Short exercise >> Transcribe the entries that follow, word for word.

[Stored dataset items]
=====
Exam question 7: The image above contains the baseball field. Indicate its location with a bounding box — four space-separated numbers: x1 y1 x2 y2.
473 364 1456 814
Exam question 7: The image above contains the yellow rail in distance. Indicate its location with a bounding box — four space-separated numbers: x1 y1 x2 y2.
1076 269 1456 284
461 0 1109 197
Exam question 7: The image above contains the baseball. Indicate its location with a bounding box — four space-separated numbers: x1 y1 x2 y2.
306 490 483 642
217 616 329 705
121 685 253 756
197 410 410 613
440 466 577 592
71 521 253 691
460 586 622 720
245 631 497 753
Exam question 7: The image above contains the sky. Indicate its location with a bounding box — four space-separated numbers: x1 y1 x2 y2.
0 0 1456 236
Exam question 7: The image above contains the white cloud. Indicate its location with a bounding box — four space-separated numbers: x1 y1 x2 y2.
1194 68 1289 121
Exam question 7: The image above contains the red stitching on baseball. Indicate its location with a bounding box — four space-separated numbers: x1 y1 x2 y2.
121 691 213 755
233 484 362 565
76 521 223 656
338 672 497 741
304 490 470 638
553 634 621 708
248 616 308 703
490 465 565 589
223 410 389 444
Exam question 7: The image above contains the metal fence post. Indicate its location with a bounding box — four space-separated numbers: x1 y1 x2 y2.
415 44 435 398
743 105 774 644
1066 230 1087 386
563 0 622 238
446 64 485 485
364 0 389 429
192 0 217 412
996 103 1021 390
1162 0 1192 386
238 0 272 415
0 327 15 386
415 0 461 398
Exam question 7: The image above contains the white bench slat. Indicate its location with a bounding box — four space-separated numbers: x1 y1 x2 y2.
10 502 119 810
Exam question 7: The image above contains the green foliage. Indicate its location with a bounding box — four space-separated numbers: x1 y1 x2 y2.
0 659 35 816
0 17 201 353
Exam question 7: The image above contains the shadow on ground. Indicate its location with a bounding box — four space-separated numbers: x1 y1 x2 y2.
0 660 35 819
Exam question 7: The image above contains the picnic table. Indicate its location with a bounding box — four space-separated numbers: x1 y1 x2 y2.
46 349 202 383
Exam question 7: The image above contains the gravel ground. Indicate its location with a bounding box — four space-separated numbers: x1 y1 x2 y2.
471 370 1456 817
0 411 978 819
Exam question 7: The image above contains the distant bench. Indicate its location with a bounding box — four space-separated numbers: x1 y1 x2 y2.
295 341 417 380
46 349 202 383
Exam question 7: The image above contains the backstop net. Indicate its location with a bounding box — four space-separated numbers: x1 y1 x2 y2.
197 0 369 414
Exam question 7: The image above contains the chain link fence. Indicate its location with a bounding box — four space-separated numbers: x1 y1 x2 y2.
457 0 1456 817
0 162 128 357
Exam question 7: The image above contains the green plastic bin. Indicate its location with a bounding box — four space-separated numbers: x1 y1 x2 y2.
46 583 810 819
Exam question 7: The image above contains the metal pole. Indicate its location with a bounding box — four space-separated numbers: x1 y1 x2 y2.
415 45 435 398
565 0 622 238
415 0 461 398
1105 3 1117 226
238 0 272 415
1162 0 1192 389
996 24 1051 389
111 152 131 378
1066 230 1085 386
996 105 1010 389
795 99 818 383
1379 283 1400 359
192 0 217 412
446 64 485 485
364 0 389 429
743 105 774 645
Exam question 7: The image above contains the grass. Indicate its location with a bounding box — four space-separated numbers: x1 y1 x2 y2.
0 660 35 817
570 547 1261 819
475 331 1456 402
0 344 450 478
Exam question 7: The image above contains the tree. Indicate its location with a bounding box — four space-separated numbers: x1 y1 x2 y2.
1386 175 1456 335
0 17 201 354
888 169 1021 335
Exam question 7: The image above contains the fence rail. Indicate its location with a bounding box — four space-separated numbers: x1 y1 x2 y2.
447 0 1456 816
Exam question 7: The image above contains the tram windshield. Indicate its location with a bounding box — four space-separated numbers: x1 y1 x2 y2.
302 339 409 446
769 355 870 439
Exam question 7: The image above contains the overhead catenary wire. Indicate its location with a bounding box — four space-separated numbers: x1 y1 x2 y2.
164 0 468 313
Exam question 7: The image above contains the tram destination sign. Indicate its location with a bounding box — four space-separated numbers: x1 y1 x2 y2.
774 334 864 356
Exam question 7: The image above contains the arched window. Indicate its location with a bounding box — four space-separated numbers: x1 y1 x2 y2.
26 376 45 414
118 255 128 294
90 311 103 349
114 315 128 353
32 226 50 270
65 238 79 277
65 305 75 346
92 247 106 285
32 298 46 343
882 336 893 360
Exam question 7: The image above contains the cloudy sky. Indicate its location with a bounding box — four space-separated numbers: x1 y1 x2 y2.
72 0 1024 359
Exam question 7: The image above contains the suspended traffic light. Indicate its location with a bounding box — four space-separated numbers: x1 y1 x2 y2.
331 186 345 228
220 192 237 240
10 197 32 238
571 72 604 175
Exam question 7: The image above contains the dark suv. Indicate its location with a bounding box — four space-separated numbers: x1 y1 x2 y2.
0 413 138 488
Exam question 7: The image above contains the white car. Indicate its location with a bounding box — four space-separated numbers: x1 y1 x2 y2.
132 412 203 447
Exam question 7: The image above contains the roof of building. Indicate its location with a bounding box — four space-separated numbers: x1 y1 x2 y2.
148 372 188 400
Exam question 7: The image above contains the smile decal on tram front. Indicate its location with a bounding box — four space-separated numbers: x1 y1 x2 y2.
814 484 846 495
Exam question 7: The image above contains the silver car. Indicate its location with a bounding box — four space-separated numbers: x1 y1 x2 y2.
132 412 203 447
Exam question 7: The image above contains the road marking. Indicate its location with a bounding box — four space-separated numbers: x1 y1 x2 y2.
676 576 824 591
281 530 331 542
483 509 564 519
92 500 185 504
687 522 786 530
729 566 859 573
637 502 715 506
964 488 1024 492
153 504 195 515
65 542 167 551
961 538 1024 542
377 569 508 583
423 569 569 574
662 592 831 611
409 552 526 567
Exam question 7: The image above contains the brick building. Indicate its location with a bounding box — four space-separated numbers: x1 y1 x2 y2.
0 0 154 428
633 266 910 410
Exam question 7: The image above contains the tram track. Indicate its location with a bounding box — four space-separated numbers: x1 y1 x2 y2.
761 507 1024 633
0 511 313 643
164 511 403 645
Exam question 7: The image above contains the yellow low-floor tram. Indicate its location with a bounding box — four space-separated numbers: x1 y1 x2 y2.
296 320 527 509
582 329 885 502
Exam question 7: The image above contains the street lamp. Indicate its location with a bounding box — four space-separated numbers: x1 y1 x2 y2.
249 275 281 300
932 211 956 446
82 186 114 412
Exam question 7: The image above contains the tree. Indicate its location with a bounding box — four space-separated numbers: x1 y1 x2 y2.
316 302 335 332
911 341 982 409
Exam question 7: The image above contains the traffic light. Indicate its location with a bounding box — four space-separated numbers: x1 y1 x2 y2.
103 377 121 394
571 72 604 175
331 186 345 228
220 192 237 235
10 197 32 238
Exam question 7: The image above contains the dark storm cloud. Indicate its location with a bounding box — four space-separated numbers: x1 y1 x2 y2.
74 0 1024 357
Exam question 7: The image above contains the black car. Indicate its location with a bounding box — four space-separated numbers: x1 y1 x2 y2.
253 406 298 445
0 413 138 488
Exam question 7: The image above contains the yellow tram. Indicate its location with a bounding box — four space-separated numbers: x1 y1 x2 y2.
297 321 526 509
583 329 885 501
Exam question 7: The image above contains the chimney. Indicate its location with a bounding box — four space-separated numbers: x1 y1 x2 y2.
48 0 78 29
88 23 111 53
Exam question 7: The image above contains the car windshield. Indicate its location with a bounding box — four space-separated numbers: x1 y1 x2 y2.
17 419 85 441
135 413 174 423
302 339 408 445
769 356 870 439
=====
Solution to this problem >>
Exam question 7: The image above contains the baseball field. Indicate its location with a bounding box — four space-separated numbers: x1 y1 x2 y2.
473 364 1456 814
Exam question 7: The image above contains the yellow rail in distance. Indicate its location with a bounding box — four space-separated numbers: x1 y1 x2 y2.
1076 269 1456 284
461 0 1109 197
Exam question 7: The image above contains the baseball. Indicate its location with a bounding box — four space-separated numbers: x1 y1 x2 y2.
306 490 483 642
217 616 329 705
121 685 253 756
197 410 410 613
440 466 577 592
71 521 253 691
460 586 622 720
245 631 497 753
Exam question 7: The image above contains the sky. Indicate its location with a bounding box — four space-separated numbers: x1 y1 x2 y2.
0 0 1456 236
Exam question 7: The image above contains the white cloud. Indicate its location with a bounding box — four space-separated numbers: x1 y1 x2 y2.
1194 68 1289 121
Exam question 7: The image above contains the red stitching on baseball. Indicate its location with a bounding box — four space-separated numbers: x1 y1 x2 y2.
121 691 213 755
233 484 362 565
76 521 223 656
338 672 497 741
304 490 470 638
553 634 621 708
248 616 308 703
490 465 565 589
223 410 389 444
Exam question 7: The image above contains the metal fence post. Indicate its location with a bounding box — four space-separated numbers: x1 y1 x2 y2.
415 44 435 398
743 105 774 644
1066 230 1087 386
563 0 622 238
446 64 485 485
364 0 389 429
192 0 217 412
996 103 1021 390
1162 0 1192 386
238 0 272 415
0 327 15 386
415 0 461 398
Exam question 7: The image above contains the white bench slat. Indicate its location with a bounding box — four space-separated numbers: x1 y1 x2 y2.
10 502 119 810
Exam question 7: The image above contains the green foliage. Indicate its location with a bounding box — four space-separated numbers: x1 y1 x2 y2.
0 659 35 816
0 17 201 353
Exam question 7: The image above contains the shadow on ground. Indicate its location with a bounding box — four space-separated numbers: x1 y1 x2 y2.
0 660 35 819
Exam question 7: The image above contains the picnic table. Indicate its location with a bounding box — four space-separated numbers: x1 y1 x2 y2.
46 349 202 383
Exam question 7: The image above contains the gravel ground. Indicate its location with a bounding box — four space-separated numbers: x1 y1 x2 y2.
471 370 1456 817
0 411 978 819
Exam question 7: The image above contains the distant bench. Indicate its location with a bounding box — four space-separated numbers: x1 y1 x2 y2.
295 341 417 380
46 349 202 383
Exam question 7: The image above contains the backstop net. Indicate its location with a bounding box — four space-separated numbers: x1 y1 x2 y2.
197 0 369 414
Exam question 7: The image above contains the chain link fence. Indicate its location with a bounding box — four space-separated numbers: x1 y1 x2 y2.
457 0 1456 817
0 162 128 357
Exam question 7: The image above contains the green plastic bin. Indicate its location with a bounding box — four space-separated numbers: x1 y1 x2 y2.
46 583 810 819
Exam question 7: The image above contains the metal pole. Indicate its location with a bounding box — four space-separated numbers: x1 y1 x2 y2.
415 45 435 398
565 0 622 238
415 0 461 398
1105 3 1117 226
238 0 272 415
1162 0 1192 389
996 24 1051 389
111 152 131 378
1066 230 1085 386
996 105 1010 389
795 99 818 383
1379 283 1400 359
192 0 217 412
446 64 485 485
364 0 389 429
743 105 774 645
Exam question 7: The image above contains the grass. Indicate its location with a bounding box — four space-separated numbers: x1 y1 x2 y2.
0 660 35 817
570 547 1261 819
475 331 1456 402
0 344 450 478
Exam question 7: The image above contains the tree. Indicate its location with a bounding box — four space-separated numbers: x1 y1 x2 y2.
1386 175 1456 335
0 17 201 354
888 169 1021 335
Exam question 7: The image above contains the fence rail. Indicate its location with a bounding box — four space-separated numbers: x1 y1 x2 y2.
447 0 1456 816
Exam question 7: The image above contains the tram windshield. Indicate its location with a bounding box — four space-separated numbers: x1 y1 x2 y2.
302 339 409 446
769 355 870 439
Exam question 7: The image above contains the overhead catenary wire. Indicate its location with a bounding box — four space-separated numbers: x1 y1 x2 y2.
164 0 468 313
Exam question 7: The image above contains the tram destination sign. Indicate its location with a bounding box — four space-separated numbers: x1 y1 x2 y2.
774 334 864 356
Exam question 7: The image above contains the arched window. Indicate its location with a bounding box — four space-separated numbers: x1 y1 x2 y2.
26 376 45 414
118 255 128 294
90 311 103 349
114 315 128 353
32 226 50 270
65 238 79 277
65 305 75 346
92 247 106 285
32 298 46 343
882 336 893 360
Exam question 7: The image above contains the cloudy sky. Indicate its location with a bounding box — four space-separated numbers: x1 y1 x2 y2.
72 0 1024 359
Exam question 7: The image above contains the suspended traffic light. Indicate its location with a bounding box — four space-separated numbers: x1 y1 x2 y2.
331 186 345 228
220 192 237 240
10 197 32 238
571 72 604 175
Exam question 7: The image above contains the dark suv. Indicate its location with a bounding box — four space-separated numbers: x1 y1 x2 y2.
0 413 138 488
Exam question 7: The image above contains the white car. Indicate its location with a bounding box — four space-separated numbers: x1 y1 x2 y2.
132 412 203 447
Exam question 7: The image above contains the roof of building. Indicate its location with a bounding box — four space-separated numbers: x1 y1 x2 y2.
148 372 188 400
Exam question 7: The image above contains the smile decal on tram front. Indicate its location with a bounding box — four space-separated numbers: x1 y1 x2 y2.
814 484 846 495
Exam question 7: The image above contains the silver car. Indicate its location with a bounding box — four space-separated numbers: x1 y1 x2 y2.
132 412 203 447
Exam question 7: The image above contains the road marking. Indicate its location with a bounding box — four space-separated numbers: x1 y1 x2 y2.
676 576 824 591
281 530 331 542
483 509 564 519
92 500 185 504
687 522 786 530
729 566 859 573
637 502 715 506
964 488 1024 492
153 504 195 515
65 542 167 551
961 538 1024 542
377 569 508 583
423 569 569 574
662 592 831 611
409 552 526 567
Exam question 7: The image above contains the brick building. Indicate its location with a bounding box — four space-separated numbers: x1 y1 x2 y2.
0 0 154 428
633 266 910 410
Exam question 7: The image above contains the tram track. Indicate its location with a bounding box — four space-separated numbers: x1 y1 x2 y2.
761 507 1024 633
0 511 313 643
164 511 403 645
Exam question 7: The image above contains the yellow low-floor tram. Indicate its location with a bounding box — four space-separated numbers: x1 y1 x2 y2.
296 320 527 509
582 329 885 502
Exam question 7: The image above contains the street lamp. Indicate its location with a bounding box — four space-separated numbers: x1 y1 x2 y2.
249 275 281 300
932 211 956 446
82 186 114 412
Exam question 7: The image above contains the tree. Indicate its location with a bounding box — four space-separated numbers: x1 y1 x2 y2.
316 302 335 332
911 341 982 409
Exam question 7: The image above contains the traffic light. Indicate its location with a bounding box — four space-separated numbers: x1 y1 x2 y2.
103 377 121 394
571 72 604 175
331 186 345 228
220 192 237 235
10 197 32 238
Exam question 7: The image above contains the dark storm cloud. Indicate its location with a bounding box — four space-separated numbers: x1 y1 x2 y2.
74 0 1024 357
Exam question 7: The image above contains the black car. Indicate its location with a bounding box — four space-separated numbers: x1 y1 x2 y2.
253 406 298 445
0 413 138 488
Exam question 7: The image above contains the yellow tram. Indicate its location with a bounding box — four space-separated numbers: x1 y1 x2 y2.
297 321 526 509
583 329 885 501
Exam question 7: The image above contains the chimney. Indicate its location with a bounding box — four space-separated numbers: x1 y1 x2 y2.
48 0 78 29
88 23 111 53
Exam question 7: The image above contains the car windshield. Indicate its location with a bounding box — four space-separated numbers: x1 y1 x2 y2.
17 419 85 441
135 413 174 423
302 339 408 445
769 356 870 439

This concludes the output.